*SELECTED TEXT*
Month: January 2024

NEC3 adjudication enforcement case in Outer House of Court of Session

    This case concerned construction works at an electricity substation near Fort Augustus, a beautiful location at the southern end of Loch Ness. A dispute followed which considered aspects of the Parties’ NEC3 Engineering and Construction Contract (ECC) and the enforcement of an adjudicator’s decision.

    The works finished late and the respective assessments of the costs and delay by the Project Manager and the Contractor varied enormously. An adjudicator decided the dispute. His decision did not meet with Scottish Hydro’s agreement, and it refused to pay the £1.8m to UK Grid/Amey that the adjudicator had decided.

    The enforcement case in the Outer House of the Court of Session considered several issues concerning the adjudicator’s decision including the oft-travelled route of whether he had considered all the Parties’ arguments. The Judge didn’t accept Scottish Hydro’s allegation that the adjudicator had failed in this regard, saying that there was no need for the adjudicator to deal expressly with each argument put to him, provided that he deals with the arguments that are necessary and sufficient to establish the route by which he reached his decision.

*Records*
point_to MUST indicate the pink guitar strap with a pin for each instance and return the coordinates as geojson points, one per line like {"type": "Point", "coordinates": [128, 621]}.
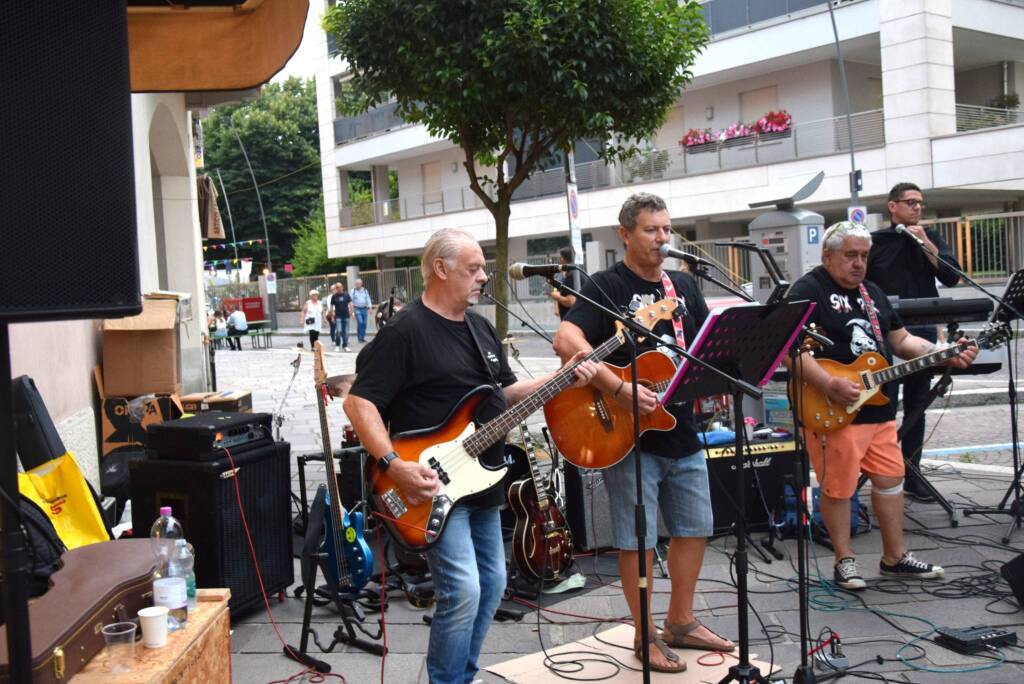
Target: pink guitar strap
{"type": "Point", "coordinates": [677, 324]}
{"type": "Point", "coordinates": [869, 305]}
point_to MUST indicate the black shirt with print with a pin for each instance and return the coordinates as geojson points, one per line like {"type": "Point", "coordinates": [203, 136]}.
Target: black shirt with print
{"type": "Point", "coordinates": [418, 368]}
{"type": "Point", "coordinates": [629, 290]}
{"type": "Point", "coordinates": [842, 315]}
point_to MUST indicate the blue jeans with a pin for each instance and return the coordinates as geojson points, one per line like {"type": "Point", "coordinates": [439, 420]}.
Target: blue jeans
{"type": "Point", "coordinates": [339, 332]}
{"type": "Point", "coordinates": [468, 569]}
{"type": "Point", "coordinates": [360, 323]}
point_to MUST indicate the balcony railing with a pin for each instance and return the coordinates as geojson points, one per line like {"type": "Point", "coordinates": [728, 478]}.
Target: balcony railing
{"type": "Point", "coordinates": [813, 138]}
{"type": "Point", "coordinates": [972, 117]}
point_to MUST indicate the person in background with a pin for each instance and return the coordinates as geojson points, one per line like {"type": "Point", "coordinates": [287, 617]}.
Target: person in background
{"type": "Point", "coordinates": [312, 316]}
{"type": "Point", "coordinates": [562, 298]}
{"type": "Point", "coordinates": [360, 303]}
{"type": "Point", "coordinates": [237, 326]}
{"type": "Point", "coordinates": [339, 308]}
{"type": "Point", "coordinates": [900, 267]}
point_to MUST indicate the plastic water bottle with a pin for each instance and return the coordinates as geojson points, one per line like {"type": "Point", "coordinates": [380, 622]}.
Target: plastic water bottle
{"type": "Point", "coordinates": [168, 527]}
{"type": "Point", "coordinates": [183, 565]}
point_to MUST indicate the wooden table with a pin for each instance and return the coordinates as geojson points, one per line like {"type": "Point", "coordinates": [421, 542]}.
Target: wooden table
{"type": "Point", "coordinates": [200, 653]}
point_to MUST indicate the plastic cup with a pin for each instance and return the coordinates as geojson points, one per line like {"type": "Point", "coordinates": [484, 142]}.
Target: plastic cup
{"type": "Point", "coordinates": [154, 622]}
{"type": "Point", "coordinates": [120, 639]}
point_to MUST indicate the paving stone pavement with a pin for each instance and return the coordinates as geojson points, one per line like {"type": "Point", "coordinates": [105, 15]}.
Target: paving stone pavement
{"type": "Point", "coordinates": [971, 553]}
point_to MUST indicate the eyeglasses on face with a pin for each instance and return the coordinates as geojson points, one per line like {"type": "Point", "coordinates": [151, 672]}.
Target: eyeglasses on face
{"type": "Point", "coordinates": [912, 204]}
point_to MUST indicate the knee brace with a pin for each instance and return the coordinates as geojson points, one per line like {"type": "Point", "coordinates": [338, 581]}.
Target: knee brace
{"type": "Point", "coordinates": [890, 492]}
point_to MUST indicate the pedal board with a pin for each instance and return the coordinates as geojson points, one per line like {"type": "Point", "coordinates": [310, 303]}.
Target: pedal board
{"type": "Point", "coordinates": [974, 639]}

*EXERCISE REQUIREMENTS*
#1 Duplicate the passage of the case summary that opens with the words containing "Month: January 2024" and closes with "an adjudicator’s decision.".
#2 Answer these from the case summary:
(a) Where was the electricity substation located?
(b) How much did Scottish Hydro refuse to pay?
(c) In which court was the enforcement case heard?
#3 Name every role the case summary credits with assessing, deciding, or judging something in the dispute.
Rely only on the case summary when responding.

*COMPLETED EXERCISE*
#1
Month: January 2024

NEC3 adjudication enforcement case in Outer House of Court of Session

    This case concerned construction works at an electricity substation near Fort Augustus, a beautiful location at the southern end of Loch Ness. A dispute followed which considered aspects of the Parties’ NEC3 Engineering and Construction Contract (ECC) and the enforcement of an adjudicator’s decision.

#2
(a) Near Fort Augustus, at the southern end of Loch Ness.
(b) £1.8m.
(c) The Outer House of the Court of Session.

#3 Project Manager, Contractor, adjudicator, Judge